• Data extracts:

══════════════════════════════

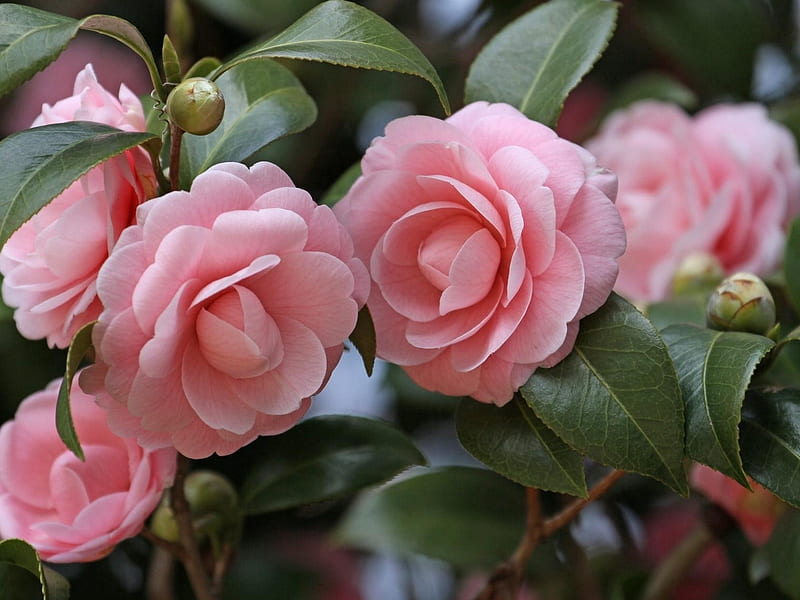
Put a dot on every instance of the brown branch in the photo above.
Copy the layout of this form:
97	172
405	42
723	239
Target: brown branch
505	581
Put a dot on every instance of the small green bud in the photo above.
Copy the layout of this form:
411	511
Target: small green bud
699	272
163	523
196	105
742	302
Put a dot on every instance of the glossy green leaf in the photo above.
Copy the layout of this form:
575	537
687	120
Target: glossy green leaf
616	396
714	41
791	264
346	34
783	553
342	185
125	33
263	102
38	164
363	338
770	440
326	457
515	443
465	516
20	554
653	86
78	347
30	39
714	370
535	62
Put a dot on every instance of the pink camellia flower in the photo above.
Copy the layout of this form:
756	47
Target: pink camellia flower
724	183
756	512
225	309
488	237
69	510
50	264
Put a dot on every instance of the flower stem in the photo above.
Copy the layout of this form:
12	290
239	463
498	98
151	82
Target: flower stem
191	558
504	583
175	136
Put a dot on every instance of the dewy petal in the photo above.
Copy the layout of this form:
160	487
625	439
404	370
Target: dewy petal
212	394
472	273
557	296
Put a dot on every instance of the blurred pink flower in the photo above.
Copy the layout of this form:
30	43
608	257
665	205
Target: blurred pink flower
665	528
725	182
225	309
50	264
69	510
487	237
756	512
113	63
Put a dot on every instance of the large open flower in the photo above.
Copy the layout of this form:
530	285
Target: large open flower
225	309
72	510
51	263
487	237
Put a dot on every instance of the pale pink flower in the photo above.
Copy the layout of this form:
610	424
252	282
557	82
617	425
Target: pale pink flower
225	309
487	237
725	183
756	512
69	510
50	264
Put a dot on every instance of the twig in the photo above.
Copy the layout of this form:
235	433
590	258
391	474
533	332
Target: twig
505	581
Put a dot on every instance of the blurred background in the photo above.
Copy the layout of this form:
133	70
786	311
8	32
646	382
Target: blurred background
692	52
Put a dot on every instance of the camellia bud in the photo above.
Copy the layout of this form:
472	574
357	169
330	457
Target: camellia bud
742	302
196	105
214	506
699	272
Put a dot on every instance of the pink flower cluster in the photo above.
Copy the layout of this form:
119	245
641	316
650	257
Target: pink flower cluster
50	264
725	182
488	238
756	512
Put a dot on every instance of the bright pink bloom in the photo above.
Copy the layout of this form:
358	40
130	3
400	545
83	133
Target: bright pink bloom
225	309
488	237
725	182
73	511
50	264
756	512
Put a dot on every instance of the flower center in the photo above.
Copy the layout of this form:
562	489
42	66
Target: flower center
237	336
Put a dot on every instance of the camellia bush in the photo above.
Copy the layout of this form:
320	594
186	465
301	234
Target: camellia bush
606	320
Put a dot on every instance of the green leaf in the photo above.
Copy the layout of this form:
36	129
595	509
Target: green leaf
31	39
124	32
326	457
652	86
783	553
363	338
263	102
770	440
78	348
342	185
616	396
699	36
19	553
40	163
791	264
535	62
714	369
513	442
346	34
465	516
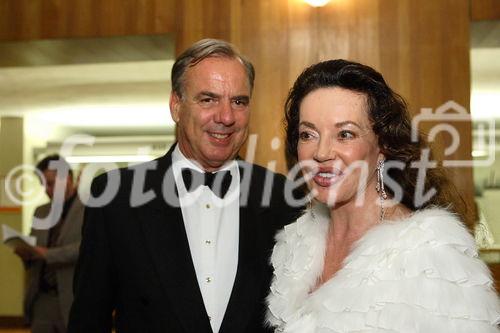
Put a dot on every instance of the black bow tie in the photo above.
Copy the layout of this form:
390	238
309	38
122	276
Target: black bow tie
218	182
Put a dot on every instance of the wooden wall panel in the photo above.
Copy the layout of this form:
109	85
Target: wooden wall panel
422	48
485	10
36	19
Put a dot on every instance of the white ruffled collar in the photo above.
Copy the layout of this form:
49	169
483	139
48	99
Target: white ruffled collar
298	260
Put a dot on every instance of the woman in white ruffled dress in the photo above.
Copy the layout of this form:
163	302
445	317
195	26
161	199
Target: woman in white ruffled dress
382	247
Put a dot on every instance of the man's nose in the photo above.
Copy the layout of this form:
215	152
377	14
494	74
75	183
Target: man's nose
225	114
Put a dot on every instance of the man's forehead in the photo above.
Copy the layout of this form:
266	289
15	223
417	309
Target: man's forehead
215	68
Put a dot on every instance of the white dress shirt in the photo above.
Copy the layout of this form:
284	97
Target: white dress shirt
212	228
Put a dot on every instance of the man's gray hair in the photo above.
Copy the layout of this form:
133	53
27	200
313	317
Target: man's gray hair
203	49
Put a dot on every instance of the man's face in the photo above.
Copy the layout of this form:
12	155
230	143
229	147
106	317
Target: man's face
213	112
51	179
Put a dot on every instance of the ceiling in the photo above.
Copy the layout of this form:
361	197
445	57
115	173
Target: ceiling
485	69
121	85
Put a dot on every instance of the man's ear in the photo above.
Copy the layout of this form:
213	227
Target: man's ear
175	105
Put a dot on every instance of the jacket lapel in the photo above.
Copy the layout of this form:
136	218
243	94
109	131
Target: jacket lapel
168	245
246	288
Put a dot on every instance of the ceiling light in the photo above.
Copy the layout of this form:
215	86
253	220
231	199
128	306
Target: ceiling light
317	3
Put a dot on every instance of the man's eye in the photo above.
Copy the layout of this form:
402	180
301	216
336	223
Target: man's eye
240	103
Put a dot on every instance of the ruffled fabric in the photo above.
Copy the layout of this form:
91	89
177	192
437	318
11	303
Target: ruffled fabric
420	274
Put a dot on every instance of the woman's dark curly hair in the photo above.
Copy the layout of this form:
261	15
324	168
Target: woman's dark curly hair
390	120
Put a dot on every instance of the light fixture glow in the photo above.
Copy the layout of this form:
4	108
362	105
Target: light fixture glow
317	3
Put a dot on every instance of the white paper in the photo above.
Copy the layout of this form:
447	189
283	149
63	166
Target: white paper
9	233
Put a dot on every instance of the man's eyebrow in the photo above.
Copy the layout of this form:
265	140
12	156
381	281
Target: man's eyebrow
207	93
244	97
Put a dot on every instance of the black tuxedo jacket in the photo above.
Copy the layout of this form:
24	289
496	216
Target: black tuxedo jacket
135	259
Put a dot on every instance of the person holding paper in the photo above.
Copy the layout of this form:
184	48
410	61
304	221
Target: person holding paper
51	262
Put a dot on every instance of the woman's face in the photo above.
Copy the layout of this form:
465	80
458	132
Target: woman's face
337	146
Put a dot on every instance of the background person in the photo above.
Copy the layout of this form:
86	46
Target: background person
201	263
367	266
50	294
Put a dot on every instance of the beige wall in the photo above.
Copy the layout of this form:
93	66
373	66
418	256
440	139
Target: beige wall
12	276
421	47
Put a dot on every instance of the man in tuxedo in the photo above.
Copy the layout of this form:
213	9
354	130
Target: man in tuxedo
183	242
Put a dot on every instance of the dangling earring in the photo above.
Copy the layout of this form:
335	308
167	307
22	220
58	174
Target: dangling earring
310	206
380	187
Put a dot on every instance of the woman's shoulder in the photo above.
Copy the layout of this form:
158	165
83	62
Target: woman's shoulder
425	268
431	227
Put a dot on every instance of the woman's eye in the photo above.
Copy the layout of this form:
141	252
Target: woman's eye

══════════════════════════════

• Task details: Each record above needs to be copied exactly, with images left out.

• Result of this task:
Put a dot on every instance of the brown branch in the photo above.
Copy the layout of this form:
97	172
405	42
723	239
Target: brown branch
505	581
Put a dot on every instance of the small green bud in the photo above.
Copy the layout of this form:
411	511
Target: small green bud
699	272
163	523
196	105
742	302
Put a dot on every instance of the glossy green leaf in the photo above.
Copy the layout of this form:
575	537
687	120
Target: glossy green leaf
616	396
714	41
791	264
346	34
783	553
342	185
125	33
263	102
38	164
363	338
770	440
326	457
515	443
465	516
20	554
653	86
78	347
30	39
714	370
535	62
Put a dot on every instance of the pink camellia flower in the photo above.
Copy the layout of this form:
756	47
Target: pink camellia flower
724	183
756	512
225	309
488	237
69	510
50	264
Put a dot on every instance of the flower stem in the photo above.
Copy the layout of this form:
12	290
239	463
498	98
151	82
Target: flower stem
191	558
504	583
175	136
Put a dot on every instance of the dewy petal in the photo above.
Copy the layout of this form:
160	487
625	439
404	370
Target: dewy petal
212	394
472	273
557	296
Put a dot on every instance of the blurred pink flower in the photo above.
Copy the layout of this form:
30	43
608	257
665	205
Target: blurred pink flower
665	528
725	182
225	309
50	264
69	510
487	237
756	512
113	63
Put a dot on every instance of the large open flower in the photo above.
Copy the layout of this form:
530	285
Target: large open flower
225	309
72	510
51	263
487	237
Put a dot on every instance of the pale pink flower in the photo above.
Copy the layout of this form:
610	424
252	282
557	82
617	425
Target: pale pink flower
225	309
487	237
725	183
756	512
69	510
50	264
Put a dot on every instance of the twig in the photo above.
Copy the layout of this form:
235	433
590	258
391	474
533	332
Target: twig
505	581
Put a dot on every instance of the blurred background in the photo above.
Copy the layout of this form:
133	70
786	311
8	32
646	382
Target: blurred background
692	52
Put a dot on every instance of the camellia bud in the photo above.
Copy the layout of this form:
472	574
357	169
330	457
Target: camellia bud
742	302
196	105
214	506
699	272
Put a dot on every instance of the pink flower cluster in the photo above.
Copy the layout of this form:
119	245
641	316
650	257
Target: pink flower cluster
50	264
725	182
488	238
756	512
Put a dot on every instance of the bright pink bloom in the photo above.
Copy the layout of this form:
358	40
130	3
400	545
83	133
Target: bright pink bloom
225	309
488	237
725	182
73	511
50	264
756	512
Put a dot on every instance of the flower center in the photo above.
Copy the layout of this form:
562	489
42	66
Target: flower center
237	336
Put a dot on every instance of the camellia bush in the photo above.
Copy the layout of this form:
320	594
186	465
301	234
Target: camellia bush
606	320
Put a dot on every instance of the green leaf in the photo above.
Copy the layout of this form:
36	129
595	509
Target: green leaf
31	39
124	32
326	457
652	86
783	553
363	338
263	102
770	440
78	348
342	185
616	396
699	36
19	553
40	163
791	264
535	62
714	369
513	442
346	34
465	516
Put a dot on every instance of the black bow tie in the photo above.
Copy the layout of this form:
390	238
309	38
122	276
Target: black bow tie
218	182
Put a dot on every instance of the wooden wall panel in the photo above.
Copy the layout of this form:
109	85
Target: wooden wall panel
422	48
485	10
36	19
Put a dot on every instance of the white ruffled collar in the photo above.
Copy the layout of this form:
49	169
483	139
48	99
Target: white ruffled collar
298	260
Put a dot on every instance of the woman in white ruffled dress in the photo above.
Copy the layout of this form:
163	302
445	317
195	26
161	199
Target: woman in white ruffled dress
382	247
Put a dot on every instance of the man's nose in the photo above.
Copy the layout of this form:
215	152
377	14
494	74
75	183
Target: man's nose
225	114
Put a dot on every instance of the man's forehead in the photo above.
Copy the layout of this form:
266	289
15	223
417	309
Target: man's forehead
215	68
Put a dot on every instance of the white dress shirt in the photo above.
Copy the layout of this form:
284	97
Target: white dress shirt
212	228
Put a dot on every instance of the man's gray hair in the photo above.
Copy the layout of this form:
133	53
27	200
313	317
Target: man's gray hair
203	49
Put a dot on every instance of the man's face in the photo above.
Copy the layout of this form:
12	155
230	143
229	147
106	317
Target: man's face
213	112
51	179
Put a dot on every instance of the ceiling in the photo above.
Copy the layout of this form:
361	197
445	57
115	173
Target: ceiling
485	69
121	85
Put a dot on every instance of the man's ear in the photo above.
Copy the layout of this form:
213	227
Target: man's ear
175	105
Put a dot on every instance of the jacket lapel in the photo above.
Copy the layout of this form:
136	218
243	94
109	131
Target: jacket lapel
168	245
246	288
Put a dot on every instance of the ceiling light in the photo above.
Copy the layout of this form:
215	86
253	220
231	199
128	306
Target: ceiling light
317	3
Put a dot on every instance of the man's eye in the photo above.
Copy the layout of this form:
402	180
301	216
336	223
Target: man's eye
240	103
Put a dot on every instance of the ruffled fabric in the photo above.
Copy the layout of this form:
91	89
177	192
437	318
11	303
Target: ruffled fabric
420	274
Put a dot on every instance of the woman's dark curly hair in the photo above.
Copy the layout of this form:
261	15
324	168
Target: woman's dark curly hair
390	120
Put a dot on every instance of the light fixture glow in the photo above.
Copy the layout of this form:
4	108
362	105
Target: light fixture glow
317	3
Put a dot on every instance of the white paper in the photo above.
Copy the layout of this form:
447	189
283	149
63	166
Target: white paper
9	233
Put a dot on every instance of the man's eyebrow in the photo above.
Copy the layout of this form:
265	140
12	156
381	281
Target: man's eyebrow
207	93
244	97
Put a dot on every instance of the black tuxedo jacket in the photo above.
Copy the layout of this form:
24	289
496	216
Target: black tuxedo jacket
135	259
Put a dot on every instance of the person holding paper in the photo above.
Copy the layout of this form:
184	48
410	61
304	221
Target: person holding paper
51	262
Put a dot on every instance of the woman's face in the photo above.
Copy the layout of this form:
465	80
458	132
Target: woman's face
337	146
Put a dot on every instance of the background person in the photo above.
Copy the layout of this form:
86	46
Target: background person
201	263
367	266
50	294
Put a dot on every instance of the beige wall in the photo above.
Copy the layout of this form:
93	66
373	66
418	256
440	139
Target: beige wall
12	276
421	47
Put a dot on every instance of the man in tuxedo in the photo above.
Copy the layout of this form:
213	9
354	130
Target: man in tuxedo
183	242
Put a dot on every instance of the dangling earring in the photo above.
Copy the layout of this form:
335	308
167	307
22	220
58	174
Target: dangling earring
310	206
380	187
Put a dot on every instance of the woman's shoulder in the photo above.
Copy the layout of this form:
158	165
83	62
Target: woman's shoulder
425	268
431	227
Put a dot on every instance of the woman's eye in the photo above.
Copy the layout of this form:
141	252
Target: woman's eye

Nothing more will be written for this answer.